Goal of the exercise – Retype the complete listing exactly as it appears.

Stored records –
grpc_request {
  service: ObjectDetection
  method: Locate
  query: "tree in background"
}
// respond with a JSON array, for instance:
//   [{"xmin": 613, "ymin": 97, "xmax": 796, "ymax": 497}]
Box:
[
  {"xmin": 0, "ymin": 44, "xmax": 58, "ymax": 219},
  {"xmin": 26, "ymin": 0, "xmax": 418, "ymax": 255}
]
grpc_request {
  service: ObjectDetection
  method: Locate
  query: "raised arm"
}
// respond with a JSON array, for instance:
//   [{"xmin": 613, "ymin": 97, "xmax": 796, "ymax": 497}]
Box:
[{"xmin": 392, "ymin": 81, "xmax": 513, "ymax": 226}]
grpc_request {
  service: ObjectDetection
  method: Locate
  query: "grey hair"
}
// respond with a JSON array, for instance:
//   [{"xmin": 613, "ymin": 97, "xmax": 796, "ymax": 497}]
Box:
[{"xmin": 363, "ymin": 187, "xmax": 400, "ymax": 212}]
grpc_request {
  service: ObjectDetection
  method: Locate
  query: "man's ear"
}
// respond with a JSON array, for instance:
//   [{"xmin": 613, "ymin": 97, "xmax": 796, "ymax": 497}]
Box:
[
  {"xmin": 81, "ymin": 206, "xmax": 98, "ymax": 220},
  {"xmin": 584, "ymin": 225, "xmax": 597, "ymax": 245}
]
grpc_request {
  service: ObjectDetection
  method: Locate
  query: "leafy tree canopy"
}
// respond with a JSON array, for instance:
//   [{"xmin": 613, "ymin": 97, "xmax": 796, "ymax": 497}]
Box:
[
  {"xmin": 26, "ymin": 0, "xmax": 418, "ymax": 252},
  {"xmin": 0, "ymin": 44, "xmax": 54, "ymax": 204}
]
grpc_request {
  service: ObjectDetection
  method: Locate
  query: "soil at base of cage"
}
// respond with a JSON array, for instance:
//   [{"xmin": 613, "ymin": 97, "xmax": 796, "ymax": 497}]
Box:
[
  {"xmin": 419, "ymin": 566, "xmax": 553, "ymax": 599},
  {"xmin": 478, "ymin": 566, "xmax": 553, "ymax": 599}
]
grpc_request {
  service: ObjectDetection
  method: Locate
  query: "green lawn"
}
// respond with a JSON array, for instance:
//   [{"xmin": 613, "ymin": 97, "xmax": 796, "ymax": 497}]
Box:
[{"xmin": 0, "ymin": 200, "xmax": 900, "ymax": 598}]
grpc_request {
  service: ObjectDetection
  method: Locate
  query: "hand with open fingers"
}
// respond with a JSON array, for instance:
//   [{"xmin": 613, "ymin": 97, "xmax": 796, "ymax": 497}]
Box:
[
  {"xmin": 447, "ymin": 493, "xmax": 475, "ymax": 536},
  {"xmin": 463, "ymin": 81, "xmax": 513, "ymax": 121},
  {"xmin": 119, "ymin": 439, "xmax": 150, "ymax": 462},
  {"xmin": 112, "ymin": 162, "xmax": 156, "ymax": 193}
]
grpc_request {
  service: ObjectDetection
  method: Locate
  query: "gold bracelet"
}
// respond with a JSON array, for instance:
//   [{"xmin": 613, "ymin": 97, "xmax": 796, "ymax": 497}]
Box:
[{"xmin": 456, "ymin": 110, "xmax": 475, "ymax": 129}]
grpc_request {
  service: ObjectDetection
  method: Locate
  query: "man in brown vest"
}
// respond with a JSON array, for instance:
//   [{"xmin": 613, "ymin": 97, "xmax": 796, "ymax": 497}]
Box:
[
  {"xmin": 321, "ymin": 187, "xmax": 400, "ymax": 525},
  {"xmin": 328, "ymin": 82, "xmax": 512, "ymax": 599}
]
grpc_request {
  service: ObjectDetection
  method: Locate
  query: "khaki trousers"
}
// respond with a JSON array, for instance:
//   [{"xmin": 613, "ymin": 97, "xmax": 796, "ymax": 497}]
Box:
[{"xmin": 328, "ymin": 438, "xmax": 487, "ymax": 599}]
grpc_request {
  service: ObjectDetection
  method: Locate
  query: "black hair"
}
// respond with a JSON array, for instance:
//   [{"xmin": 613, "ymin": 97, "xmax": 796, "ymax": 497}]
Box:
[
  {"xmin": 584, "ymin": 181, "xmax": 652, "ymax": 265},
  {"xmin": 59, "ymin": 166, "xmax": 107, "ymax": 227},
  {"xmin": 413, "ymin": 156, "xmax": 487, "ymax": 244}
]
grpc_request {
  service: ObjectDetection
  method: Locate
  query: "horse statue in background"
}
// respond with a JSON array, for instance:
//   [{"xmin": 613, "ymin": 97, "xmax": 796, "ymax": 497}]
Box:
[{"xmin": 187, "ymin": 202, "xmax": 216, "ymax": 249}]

Solution for this task –
grpc_request {
  service: ObjectDetection
  method: Locate
  query: "tree in background"
}
// respond with a JSON array, for instance:
//   [{"xmin": 613, "ymin": 97, "xmax": 796, "ymax": 497}]
Box:
[
  {"xmin": 0, "ymin": 44, "xmax": 58, "ymax": 219},
  {"xmin": 26, "ymin": 0, "xmax": 418, "ymax": 255}
]
grpc_request {
  service: ObjectDetection
  method: Locate
  query: "raised arm"
}
// respond with a JSON array, for instance:
//   [{"xmin": 613, "ymin": 97, "xmax": 796, "ymax": 497}]
Box:
[{"xmin": 392, "ymin": 81, "xmax": 513, "ymax": 226}]
grpc_request {
  service: ObjectDetection
  method: Locate
  query: "grey hair"
}
// respond with a JSON array, for instance:
//   [{"xmin": 613, "ymin": 97, "xmax": 796, "ymax": 497}]
Box:
[{"xmin": 363, "ymin": 187, "xmax": 400, "ymax": 212}]
grpc_request {
  service: ObjectDetection
  method: Locate
  query: "man's ear"
}
// respond with a JSON array, for instance:
//   [{"xmin": 613, "ymin": 97, "xmax": 796, "ymax": 497}]
Box:
[
  {"xmin": 81, "ymin": 206, "xmax": 98, "ymax": 220},
  {"xmin": 584, "ymin": 225, "xmax": 597, "ymax": 245}
]
grpc_request {
  service: ObjectDetection
  method: Locate
  query: "leafy tree canopy"
}
// respond with a JSON array, for instance:
//   [{"xmin": 613, "ymin": 97, "xmax": 796, "ymax": 497}]
Box:
[
  {"xmin": 26, "ymin": 0, "xmax": 418, "ymax": 252},
  {"xmin": 0, "ymin": 44, "xmax": 54, "ymax": 204}
]
grpc_request {
  service: ObjectDetection
  method: Locate
  query: "soil at base of cage"
}
// respond with a JSON array, for instance:
//   [{"xmin": 613, "ymin": 97, "xmax": 796, "ymax": 497}]
Box:
[
  {"xmin": 419, "ymin": 566, "xmax": 553, "ymax": 599},
  {"xmin": 478, "ymin": 566, "xmax": 553, "ymax": 599}
]
grpc_request {
  service: ObjectDetection
  method: Locate
  query: "green lawn"
}
// respond with a JSON array, for instance:
//   [{"xmin": 613, "ymin": 97, "xmax": 796, "ymax": 497}]
Box:
[{"xmin": 0, "ymin": 200, "xmax": 900, "ymax": 598}]
grpc_request {
  service: ObjectDetection
  method: Locate
  query: "hand with open fingers"
}
// respond with a JSON array, for instance:
//   [{"xmin": 613, "ymin": 97, "xmax": 796, "ymax": 497}]
Box:
[
  {"xmin": 447, "ymin": 493, "xmax": 475, "ymax": 536},
  {"xmin": 463, "ymin": 81, "xmax": 513, "ymax": 121},
  {"xmin": 119, "ymin": 439, "xmax": 150, "ymax": 462},
  {"xmin": 112, "ymin": 162, "xmax": 156, "ymax": 193}
]
grpc_request {
  service: ObjectDetection
  method: Locate
  query: "gold bracelet"
}
// respond with a JSON array, for instance:
//   [{"xmin": 613, "ymin": 97, "xmax": 796, "ymax": 497}]
Box:
[{"xmin": 456, "ymin": 110, "xmax": 475, "ymax": 129}]
grpc_request {
  service: ObjectDetection
  method: Locate
  query: "man in brown vest"
}
// respond with a JSON array, for instance:
//   [{"xmin": 613, "ymin": 97, "xmax": 796, "ymax": 497}]
Box:
[
  {"xmin": 321, "ymin": 187, "xmax": 400, "ymax": 525},
  {"xmin": 328, "ymin": 82, "xmax": 512, "ymax": 599}
]
grpc_request {
  service: ObjectDetection
  method: Locate
  query: "khaki trousers"
}
// respond with a JSON array, for instance:
//   [{"xmin": 613, "ymin": 97, "xmax": 796, "ymax": 497}]
Box:
[{"xmin": 328, "ymin": 438, "xmax": 487, "ymax": 599}]
grpc_request {
  service: ObjectDetection
  method: Locate
  query: "black hair"
}
// respond with a JSON array, for instance:
//   [{"xmin": 613, "ymin": 97, "xmax": 796, "ymax": 497}]
Box:
[
  {"xmin": 584, "ymin": 181, "xmax": 652, "ymax": 265},
  {"xmin": 59, "ymin": 166, "xmax": 107, "ymax": 227},
  {"xmin": 413, "ymin": 156, "xmax": 487, "ymax": 244}
]
grpc_request {
  service: ObjectDetection
  method: Locate
  query: "horse statue in background"
}
// respond with a JSON array, for instance:
//   [{"xmin": 613, "ymin": 97, "xmax": 796, "ymax": 497}]
Box:
[{"xmin": 187, "ymin": 202, "xmax": 216, "ymax": 249}]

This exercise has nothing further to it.